WHAT TO DO: The task calls for every line of the data to be retyped exactly.

[SUPPLIED MATERIAL — start]

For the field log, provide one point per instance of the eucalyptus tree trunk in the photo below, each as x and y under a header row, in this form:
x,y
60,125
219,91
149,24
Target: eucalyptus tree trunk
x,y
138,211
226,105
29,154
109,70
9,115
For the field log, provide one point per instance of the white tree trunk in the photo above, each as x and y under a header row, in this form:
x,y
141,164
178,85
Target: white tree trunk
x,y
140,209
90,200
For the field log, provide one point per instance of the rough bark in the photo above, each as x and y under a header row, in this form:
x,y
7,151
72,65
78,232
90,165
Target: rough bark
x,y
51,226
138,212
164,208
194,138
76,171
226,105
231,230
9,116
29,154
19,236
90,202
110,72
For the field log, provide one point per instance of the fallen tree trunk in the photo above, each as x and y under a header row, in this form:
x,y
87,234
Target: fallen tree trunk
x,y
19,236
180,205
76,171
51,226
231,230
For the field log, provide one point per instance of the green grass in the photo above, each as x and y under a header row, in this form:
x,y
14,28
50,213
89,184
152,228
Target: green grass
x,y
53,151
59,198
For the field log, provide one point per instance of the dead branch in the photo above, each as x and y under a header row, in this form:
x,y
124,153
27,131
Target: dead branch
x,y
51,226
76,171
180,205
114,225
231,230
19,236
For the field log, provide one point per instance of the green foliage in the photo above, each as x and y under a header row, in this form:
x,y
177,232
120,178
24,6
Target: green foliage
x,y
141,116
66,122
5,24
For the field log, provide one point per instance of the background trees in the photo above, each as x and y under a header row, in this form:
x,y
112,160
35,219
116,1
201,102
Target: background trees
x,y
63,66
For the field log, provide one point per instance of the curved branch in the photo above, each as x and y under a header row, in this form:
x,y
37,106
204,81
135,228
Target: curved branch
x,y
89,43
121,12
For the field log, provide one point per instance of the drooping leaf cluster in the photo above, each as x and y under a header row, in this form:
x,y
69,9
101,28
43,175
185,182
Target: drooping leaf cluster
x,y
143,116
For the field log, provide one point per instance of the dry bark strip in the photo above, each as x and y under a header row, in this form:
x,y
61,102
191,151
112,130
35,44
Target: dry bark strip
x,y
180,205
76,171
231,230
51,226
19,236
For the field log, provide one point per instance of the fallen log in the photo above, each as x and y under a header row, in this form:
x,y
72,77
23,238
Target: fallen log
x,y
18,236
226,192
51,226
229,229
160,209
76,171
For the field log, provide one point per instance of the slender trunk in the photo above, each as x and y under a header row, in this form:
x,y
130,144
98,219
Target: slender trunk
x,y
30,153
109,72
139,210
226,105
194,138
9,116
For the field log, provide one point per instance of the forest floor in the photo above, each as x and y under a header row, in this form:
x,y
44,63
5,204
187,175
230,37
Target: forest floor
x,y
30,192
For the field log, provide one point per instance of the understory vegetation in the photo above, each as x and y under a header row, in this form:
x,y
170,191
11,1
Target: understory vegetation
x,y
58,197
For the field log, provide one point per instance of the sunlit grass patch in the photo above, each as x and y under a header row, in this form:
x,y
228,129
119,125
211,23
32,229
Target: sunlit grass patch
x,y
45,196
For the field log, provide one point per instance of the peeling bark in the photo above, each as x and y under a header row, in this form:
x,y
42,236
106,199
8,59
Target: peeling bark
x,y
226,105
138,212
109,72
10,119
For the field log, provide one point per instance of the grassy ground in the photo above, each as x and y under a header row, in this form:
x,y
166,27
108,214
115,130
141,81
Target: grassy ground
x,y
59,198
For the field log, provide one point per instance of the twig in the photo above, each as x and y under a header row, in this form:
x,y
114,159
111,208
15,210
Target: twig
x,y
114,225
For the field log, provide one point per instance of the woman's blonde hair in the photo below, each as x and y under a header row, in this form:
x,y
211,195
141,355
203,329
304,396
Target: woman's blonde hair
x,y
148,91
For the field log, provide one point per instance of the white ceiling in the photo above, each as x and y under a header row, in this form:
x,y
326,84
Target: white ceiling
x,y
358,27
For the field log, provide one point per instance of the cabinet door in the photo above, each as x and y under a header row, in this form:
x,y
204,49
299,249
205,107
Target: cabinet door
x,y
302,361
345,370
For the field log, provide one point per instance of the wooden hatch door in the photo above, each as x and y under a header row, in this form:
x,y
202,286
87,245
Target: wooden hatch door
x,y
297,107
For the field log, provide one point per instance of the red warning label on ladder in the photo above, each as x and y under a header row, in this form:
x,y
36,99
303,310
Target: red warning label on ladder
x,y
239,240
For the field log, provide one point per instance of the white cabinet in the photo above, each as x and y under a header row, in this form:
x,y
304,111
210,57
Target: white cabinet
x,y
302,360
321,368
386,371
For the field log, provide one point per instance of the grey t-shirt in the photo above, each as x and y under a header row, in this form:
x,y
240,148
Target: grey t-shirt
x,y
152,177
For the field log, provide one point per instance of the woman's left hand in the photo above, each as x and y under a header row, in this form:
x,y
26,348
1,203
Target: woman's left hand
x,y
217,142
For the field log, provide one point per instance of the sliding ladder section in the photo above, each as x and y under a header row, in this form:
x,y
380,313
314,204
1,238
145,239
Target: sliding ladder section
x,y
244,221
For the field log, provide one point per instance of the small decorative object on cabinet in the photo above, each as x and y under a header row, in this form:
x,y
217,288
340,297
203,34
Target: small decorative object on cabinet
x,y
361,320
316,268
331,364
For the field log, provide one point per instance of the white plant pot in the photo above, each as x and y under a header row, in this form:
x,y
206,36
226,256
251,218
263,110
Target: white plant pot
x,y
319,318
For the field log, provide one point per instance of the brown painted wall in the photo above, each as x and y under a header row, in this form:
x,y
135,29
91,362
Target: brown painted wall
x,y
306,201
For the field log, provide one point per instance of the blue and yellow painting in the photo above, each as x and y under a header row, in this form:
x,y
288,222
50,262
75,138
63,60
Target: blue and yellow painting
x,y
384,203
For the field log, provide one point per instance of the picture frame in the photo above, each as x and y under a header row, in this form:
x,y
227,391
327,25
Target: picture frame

[SUPPLIED MATERIAL — finish]

RESPONSE FOR THIS EXERCISE:
For the field log, provide one point per instance of the eucalyptus tree trunk in the photo below, each as x and y under a header row, in this form:
x,y
60,125
219,91
149,24
Target: eucalyptus tree trunk
x,y
138,211
226,105
29,154
109,70
9,115
For the field log, provide one point per instance of the white tree trunk in the photo above, each as x and y under a header row, in this form:
x,y
141,164
178,85
Target: white tree trunk
x,y
140,209
90,200
For the field log, provide one point per instance of the rough bark in the photo above, each as x and y under a header row, in this form:
x,y
7,151
72,65
78,232
90,165
Target: rough bark
x,y
51,226
138,212
164,208
194,138
76,171
226,105
231,230
9,116
29,154
19,236
90,202
110,72
For the field log, provide one point per instance of the fallen tree trunk in the photo above, each as x and y under a header row, in this form:
x,y
87,234
Target: fallen tree trunk
x,y
19,236
180,205
76,171
51,226
231,230
For the field log, provide one point per instance of the green grass in the photo above, each as x and y under a header row, in this form:
x,y
14,28
50,213
89,184
152,228
Target: green grass
x,y
53,151
59,198
For the field log, provide one point per instance of the dead branch in the photo above, each as x and y under a header row, in this form:
x,y
124,153
27,131
Target: dead branch
x,y
51,226
76,171
180,205
114,225
231,230
19,236
For the field log, provide one point per instance of the green foliage in the photo above, each as x and y under a header row, in this form:
x,y
177,232
120,178
24,6
Target: green foliage
x,y
141,116
66,122
5,24
For the field log, provide one point per instance of the background trees in the photo above, each as x and y under a header row, in this form:
x,y
112,160
35,219
116,1
201,102
Target: background trees
x,y
63,66
For the field log, provide one point per instance of the curved branch in the photo above, each as x and y under a header row, in this form:
x,y
37,106
204,81
135,228
Target: curved branch
x,y
89,43
121,12
For the field log, provide one point per instance of the drooping leaf cluster in the photo above, each as x and y under a header row, in this form:
x,y
69,9
101,28
43,175
185,182
Target: drooping leaf cluster
x,y
143,116
For the field log, provide one point per instance of the dry bark strip in the photo above, each as x and y under a header row, in this form:
x,y
61,102
191,151
112,130
35,44
Target: dry bark strip
x,y
180,205
76,171
231,230
51,226
19,236
For the field log, provide one point per instance of the fallen log in the photo above, each as x and y under a header row, in this form:
x,y
72,77
23,238
Target: fallen log
x,y
18,236
226,192
51,226
229,229
160,209
76,171
For the field log, provide one point per instance of the slender trunk in the photo above, each as x and y under a header row, in this form:
x,y
130,144
98,219
Target: slender trunk
x,y
30,153
109,72
139,210
226,105
194,138
9,116
For the field log, provide one point per instance of the forest floor in the photo above, each as x and y under a header row, in this form:
x,y
44,63
5,204
187,175
230,37
Target: forest floor
x,y
30,192
For the field log, provide one point per instance of the understory vegetation in the photo above, each as x and y under a header row, in this form:
x,y
170,191
11,1
Target: understory vegetation
x,y
58,197
For the field log, provide one point per instance of the sunlit grass patch in the photo above, each as x and y under a header row, in this form:
x,y
228,129
119,125
211,23
32,229
Target: sunlit grass patch
x,y
45,196
For the field log, provide one point per instance of the peeling bark in the photo above, each as x and y under a header row, in this form:
x,y
42,236
106,199
8,59
Target: peeling bark
x,y
226,105
138,212
109,72
10,119
For the field log, provide one point per instance of the grassy ground in the photo above, each as x and y under a header row, in this form:
x,y
166,27
108,214
115,130
141,81
Target: grassy ground
x,y
59,198
For the field log, provide one point per instance of the twig in the photo above, each as x and y under a header row, in this form:
x,y
114,159
111,208
15,210
Target: twig
x,y
114,225
For the field log, provide one point per instance of the woman's blonde hair in the photo below, each as x and y under a header row, in this form:
x,y
211,195
141,355
203,329
304,396
Target: woman's blonde hair
x,y
148,91
For the field log, provide one point per instance of the white ceiling in the photo above, each as x and y under a header row, in this form:
x,y
326,84
Target: white ceiling
x,y
358,27
For the field log, provide one point per instance of the cabinet door in the photo above, each as x and y under a header row, in this form:
x,y
204,49
299,249
205,107
Target: cabinet door
x,y
302,361
345,370
For the field log, provide one point per instance of the wooden hatch door in the photo above, each as x and y under a header row, in this form:
x,y
202,286
87,245
Target: wooden hatch door
x,y
297,107
For the field log, provide one point per instance of the red warning label on ladder in the photo above, each as x and y under a header row, in this form:
x,y
36,99
303,310
Target: red warning label on ladder
x,y
239,240
For the field log, provide one point per instance of the white cabinet in the photo above, each as x and y under a header row, in this form:
x,y
304,111
210,57
Target: white cabinet
x,y
302,360
321,368
386,371
For the field log, provide one point per instance of the grey t-shirt in the photo above, each as x and y under a header row, in this form:
x,y
240,148
Target: grey t-shirt
x,y
152,177
For the field log, provide one point per instance of the woman's left hand in the photo above, each as x and y under a header row, in this form:
x,y
26,348
1,203
Target: woman's left hand
x,y
217,142
For the field log, provide one point per instance of the sliding ladder section in the photo above, each as x and y under a header row, in this form:
x,y
380,313
314,204
1,238
145,239
Target: sliding ladder section
x,y
244,221
For the field log, provide one point per instance of the small decorative object on cabinet in the photo above, each as x and y under a header row, in this form:
x,y
217,288
340,297
203,34
Target: small decorative object on cabinet
x,y
361,320
316,268
331,364
For the field log, provide one point per instance of the white plant pot in the photo above, each as x and y under a header row, in this form:
x,y
206,36
226,256
251,218
263,110
Target: white plant pot
x,y
319,318
For the field log, provide one point per instance of the brown painted wall in the photo above, each as x and y under a header row, in this form:
x,y
135,29
91,362
Target: brown painted wall
x,y
306,201
For the field log, provide one point per instance of the blue and yellow painting in the photo above, each as x and y under a header row, in this form:
x,y
288,222
50,262
75,138
63,60
Target: blue and yellow painting
x,y
384,203
For the field log, provide one point per instance of the picture frame in the photo above, each as x and y under a header row, in this form:
x,y
227,391
327,25
Target: picture frame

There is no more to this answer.